Exercise requirements: From the entries below, pull out every line that contains the word "wall" and copy each such line unchanged.

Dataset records

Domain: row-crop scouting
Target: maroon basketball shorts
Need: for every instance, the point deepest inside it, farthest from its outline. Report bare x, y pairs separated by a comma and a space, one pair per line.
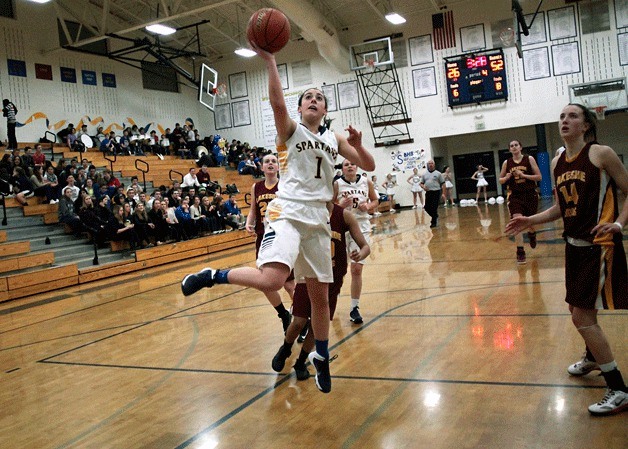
596, 276
301, 306
524, 203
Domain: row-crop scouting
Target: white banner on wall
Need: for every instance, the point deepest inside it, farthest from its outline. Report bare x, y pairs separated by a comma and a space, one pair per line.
268, 120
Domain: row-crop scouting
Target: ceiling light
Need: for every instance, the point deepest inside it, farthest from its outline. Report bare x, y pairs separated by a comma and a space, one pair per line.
160, 29
395, 18
247, 53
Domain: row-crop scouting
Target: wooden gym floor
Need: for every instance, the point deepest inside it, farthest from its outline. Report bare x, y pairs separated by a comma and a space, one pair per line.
460, 348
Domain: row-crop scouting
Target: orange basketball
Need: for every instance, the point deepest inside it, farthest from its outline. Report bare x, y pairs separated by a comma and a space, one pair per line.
268, 29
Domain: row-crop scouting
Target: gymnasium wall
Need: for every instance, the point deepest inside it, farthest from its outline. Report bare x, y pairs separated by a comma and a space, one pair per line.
437, 129
46, 104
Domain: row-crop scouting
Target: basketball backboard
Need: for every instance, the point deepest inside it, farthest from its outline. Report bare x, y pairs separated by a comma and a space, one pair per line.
207, 87
596, 94
371, 54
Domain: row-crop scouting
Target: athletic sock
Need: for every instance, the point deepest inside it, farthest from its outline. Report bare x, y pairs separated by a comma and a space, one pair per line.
322, 348
221, 277
590, 355
302, 358
281, 310
613, 377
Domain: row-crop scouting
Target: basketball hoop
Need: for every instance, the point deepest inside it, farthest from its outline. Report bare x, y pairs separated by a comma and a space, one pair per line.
599, 112
369, 65
221, 90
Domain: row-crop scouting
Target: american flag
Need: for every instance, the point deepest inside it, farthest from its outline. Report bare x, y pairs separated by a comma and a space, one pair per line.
444, 30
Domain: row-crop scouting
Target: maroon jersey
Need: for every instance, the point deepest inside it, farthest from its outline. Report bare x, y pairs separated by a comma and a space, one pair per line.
587, 195
520, 185
263, 196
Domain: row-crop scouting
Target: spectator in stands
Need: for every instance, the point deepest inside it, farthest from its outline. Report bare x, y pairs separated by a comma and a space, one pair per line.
63, 134
67, 214
53, 181
190, 180
92, 222
144, 227
39, 158
74, 190
111, 182
125, 230
214, 223
158, 219
90, 188
155, 197
165, 143
109, 145
174, 227
42, 186
22, 187
200, 220
233, 215
100, 134
27, 157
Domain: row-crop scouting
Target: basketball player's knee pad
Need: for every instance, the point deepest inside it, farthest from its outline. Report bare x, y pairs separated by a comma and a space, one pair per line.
586, 329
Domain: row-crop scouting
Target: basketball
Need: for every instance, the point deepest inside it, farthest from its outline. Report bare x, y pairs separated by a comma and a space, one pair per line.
268, 29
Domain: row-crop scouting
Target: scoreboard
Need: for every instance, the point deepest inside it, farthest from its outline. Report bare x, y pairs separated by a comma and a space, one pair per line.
476, 78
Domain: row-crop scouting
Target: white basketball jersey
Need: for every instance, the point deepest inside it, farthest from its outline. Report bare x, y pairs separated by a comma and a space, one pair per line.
306, 165
358, 191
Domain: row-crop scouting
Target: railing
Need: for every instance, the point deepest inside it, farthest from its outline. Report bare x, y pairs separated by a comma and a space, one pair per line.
139, 162
111, 161
52, 144
177, 172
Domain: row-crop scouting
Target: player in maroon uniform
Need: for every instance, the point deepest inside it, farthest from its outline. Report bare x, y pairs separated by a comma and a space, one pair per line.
262, 193
587, 176
342, 220
520, 173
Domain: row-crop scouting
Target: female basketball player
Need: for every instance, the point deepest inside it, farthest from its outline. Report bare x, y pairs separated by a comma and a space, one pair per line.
356, 193
262, 193
587, 176
416, 189
297, 234
520, 173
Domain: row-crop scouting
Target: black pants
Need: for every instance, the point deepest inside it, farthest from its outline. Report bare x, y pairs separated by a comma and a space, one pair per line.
432, 198
11, 136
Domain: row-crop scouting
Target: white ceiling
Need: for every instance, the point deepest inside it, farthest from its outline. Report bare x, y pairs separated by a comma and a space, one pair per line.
226, 29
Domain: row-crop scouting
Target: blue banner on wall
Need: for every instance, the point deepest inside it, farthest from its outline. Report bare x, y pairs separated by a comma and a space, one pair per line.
68, 75
109, 80
16, 67
89, 77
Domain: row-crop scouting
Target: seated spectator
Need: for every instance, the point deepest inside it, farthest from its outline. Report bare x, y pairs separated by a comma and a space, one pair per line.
214, 221
158, 219
190, 180
75, 191
22, 187
125, 230
111, 182
42, 186
174, 227
67, 214
39, 158
63, 134
233, 215
53, 181
144, 228
92, 221
91, 189
182, 212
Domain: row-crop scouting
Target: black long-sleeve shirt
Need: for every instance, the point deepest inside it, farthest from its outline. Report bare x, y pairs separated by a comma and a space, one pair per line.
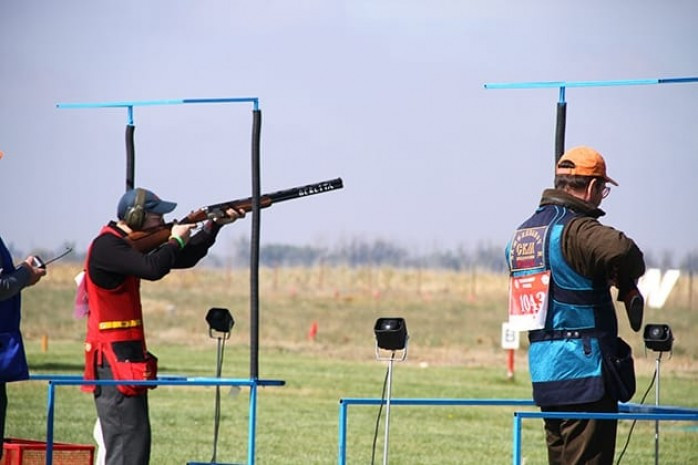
112, 259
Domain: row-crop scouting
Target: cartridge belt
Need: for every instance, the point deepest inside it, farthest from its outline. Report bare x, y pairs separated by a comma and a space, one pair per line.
119, 324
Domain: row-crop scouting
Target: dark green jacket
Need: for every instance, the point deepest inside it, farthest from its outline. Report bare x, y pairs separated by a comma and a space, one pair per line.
592, 249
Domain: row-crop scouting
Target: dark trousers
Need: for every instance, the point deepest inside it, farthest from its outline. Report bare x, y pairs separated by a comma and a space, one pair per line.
582, 442
125, 423
3, 414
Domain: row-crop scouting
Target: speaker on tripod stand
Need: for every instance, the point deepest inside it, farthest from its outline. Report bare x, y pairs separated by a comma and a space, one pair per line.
659, 338
391, 346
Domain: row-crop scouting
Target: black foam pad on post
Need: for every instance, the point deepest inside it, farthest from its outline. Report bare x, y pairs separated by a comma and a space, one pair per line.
560, 130
130, 157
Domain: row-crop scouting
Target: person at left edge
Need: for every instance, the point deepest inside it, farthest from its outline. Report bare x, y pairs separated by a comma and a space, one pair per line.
115, 346
13, 363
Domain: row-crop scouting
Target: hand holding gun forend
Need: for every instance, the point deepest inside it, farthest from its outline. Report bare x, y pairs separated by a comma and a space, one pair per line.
149, 239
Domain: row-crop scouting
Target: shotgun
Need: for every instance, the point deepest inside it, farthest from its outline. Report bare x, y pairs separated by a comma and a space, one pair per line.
149, 239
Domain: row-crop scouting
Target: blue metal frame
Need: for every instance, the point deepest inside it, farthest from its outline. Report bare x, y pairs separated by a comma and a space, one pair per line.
345, 403
671, 414
564, 84
139, 103
629, 412
73, 380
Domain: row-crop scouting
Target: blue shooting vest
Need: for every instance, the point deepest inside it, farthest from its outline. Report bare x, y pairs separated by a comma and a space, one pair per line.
565, 357
13, 363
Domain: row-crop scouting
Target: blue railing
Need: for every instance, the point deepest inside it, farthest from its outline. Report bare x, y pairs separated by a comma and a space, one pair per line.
74, 380
628, 412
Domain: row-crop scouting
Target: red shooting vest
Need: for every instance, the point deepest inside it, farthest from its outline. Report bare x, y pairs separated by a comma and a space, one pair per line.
114, 315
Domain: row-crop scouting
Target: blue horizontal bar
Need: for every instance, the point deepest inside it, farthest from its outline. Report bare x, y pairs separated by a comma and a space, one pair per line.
65, 380
437, 402
623, 82
137, 103
610, 416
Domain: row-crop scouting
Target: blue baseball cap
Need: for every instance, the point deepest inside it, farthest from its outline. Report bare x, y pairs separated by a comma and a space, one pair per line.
152, 203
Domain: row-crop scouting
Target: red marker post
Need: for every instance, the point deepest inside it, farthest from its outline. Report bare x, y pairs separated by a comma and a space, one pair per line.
510, 343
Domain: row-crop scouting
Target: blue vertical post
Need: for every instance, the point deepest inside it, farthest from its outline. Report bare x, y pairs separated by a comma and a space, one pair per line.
342, 454
252, 424
560, 124
254, 245
517, 440
49, 423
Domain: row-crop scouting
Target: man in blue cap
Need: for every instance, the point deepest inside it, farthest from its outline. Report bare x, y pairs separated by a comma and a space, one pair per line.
115, 345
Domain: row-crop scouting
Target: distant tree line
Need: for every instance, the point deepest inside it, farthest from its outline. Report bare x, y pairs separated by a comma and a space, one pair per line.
364, 252
380, 252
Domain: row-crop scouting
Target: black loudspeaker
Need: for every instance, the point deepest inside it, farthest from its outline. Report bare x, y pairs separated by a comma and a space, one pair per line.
135, 214
658, 337
391, 333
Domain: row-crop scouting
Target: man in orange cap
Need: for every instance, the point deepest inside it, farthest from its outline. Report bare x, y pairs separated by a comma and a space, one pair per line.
562, 263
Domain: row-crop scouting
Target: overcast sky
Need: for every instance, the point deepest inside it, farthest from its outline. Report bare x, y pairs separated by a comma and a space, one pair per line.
387, 94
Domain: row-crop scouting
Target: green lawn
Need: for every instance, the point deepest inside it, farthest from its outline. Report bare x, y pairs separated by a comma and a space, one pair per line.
454, 321
298, 423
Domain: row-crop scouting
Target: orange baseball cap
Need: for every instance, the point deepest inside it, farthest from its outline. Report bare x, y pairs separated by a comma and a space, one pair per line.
583, 161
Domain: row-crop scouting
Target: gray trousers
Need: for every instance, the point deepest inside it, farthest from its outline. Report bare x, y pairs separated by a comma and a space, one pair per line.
3, 414
125, 423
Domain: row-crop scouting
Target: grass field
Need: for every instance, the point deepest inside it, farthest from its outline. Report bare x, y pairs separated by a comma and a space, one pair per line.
454, 324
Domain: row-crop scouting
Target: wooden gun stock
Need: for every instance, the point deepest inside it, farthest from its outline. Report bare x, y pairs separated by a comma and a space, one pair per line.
149, 239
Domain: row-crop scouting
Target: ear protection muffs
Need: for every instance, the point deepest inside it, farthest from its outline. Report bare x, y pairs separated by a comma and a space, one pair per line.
135, 214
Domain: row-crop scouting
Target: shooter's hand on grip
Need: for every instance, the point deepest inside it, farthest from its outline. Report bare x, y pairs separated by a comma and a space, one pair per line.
634, 305
231, 214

Answer to this exercise:
Target: white banner on wall
Target: gymnasium wall
Target: blue banner on wall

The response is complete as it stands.